Assigned task
How many lines in the data that follows contain the word "coordinates"? Only that number is needed.

Data section

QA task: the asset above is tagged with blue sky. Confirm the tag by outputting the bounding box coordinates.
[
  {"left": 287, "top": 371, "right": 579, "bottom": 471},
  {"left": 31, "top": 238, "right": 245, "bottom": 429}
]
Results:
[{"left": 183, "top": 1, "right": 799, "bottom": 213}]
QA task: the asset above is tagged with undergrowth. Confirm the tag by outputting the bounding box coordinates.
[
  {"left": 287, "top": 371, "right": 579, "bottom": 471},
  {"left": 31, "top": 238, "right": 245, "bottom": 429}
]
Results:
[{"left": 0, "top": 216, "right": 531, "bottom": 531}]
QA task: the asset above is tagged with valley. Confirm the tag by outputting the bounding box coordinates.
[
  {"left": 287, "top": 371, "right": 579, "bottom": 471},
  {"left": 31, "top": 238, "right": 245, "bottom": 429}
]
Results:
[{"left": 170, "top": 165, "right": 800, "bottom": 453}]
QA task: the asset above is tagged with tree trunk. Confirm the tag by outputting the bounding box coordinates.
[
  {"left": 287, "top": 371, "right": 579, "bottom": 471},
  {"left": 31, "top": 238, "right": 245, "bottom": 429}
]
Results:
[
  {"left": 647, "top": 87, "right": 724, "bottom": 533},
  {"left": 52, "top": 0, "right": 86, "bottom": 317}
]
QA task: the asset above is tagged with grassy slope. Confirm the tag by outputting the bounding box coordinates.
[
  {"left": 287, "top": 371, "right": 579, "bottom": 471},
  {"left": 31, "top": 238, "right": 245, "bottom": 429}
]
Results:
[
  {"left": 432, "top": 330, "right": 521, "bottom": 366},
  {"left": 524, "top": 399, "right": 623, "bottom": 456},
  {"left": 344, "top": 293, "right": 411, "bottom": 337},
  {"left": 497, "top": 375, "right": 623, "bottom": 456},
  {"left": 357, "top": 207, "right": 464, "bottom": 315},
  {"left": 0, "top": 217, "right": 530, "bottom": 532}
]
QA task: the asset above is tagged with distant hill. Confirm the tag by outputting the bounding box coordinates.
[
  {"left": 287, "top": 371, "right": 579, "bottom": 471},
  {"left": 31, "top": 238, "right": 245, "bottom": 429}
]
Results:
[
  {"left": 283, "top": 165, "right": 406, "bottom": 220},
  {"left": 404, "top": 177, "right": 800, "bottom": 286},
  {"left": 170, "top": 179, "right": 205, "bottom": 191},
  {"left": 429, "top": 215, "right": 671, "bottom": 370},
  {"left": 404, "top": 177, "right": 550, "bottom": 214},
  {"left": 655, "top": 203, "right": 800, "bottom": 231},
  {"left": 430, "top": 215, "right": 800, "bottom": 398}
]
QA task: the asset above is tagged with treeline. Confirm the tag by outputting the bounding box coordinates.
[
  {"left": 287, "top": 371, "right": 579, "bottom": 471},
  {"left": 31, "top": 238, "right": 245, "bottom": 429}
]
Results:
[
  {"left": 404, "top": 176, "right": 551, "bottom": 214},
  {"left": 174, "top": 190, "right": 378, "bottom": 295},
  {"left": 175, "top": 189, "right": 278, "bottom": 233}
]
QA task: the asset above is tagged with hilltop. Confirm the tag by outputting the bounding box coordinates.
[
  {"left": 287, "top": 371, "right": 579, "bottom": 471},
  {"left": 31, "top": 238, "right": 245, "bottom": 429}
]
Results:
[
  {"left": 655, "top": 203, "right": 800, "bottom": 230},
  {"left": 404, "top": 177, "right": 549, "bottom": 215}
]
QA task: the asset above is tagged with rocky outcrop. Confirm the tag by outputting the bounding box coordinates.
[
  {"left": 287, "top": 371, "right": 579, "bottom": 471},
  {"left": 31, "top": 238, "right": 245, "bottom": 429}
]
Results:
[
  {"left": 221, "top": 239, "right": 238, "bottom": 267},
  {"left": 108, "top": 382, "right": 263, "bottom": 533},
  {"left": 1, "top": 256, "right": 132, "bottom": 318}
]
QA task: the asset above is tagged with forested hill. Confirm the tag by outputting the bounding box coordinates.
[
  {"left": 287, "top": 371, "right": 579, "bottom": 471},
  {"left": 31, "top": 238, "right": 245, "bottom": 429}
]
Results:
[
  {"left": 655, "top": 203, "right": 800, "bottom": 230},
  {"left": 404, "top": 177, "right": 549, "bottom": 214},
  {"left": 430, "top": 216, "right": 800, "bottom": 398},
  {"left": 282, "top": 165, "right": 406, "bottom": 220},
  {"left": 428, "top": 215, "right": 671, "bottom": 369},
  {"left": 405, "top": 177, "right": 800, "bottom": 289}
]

Answer for the task
10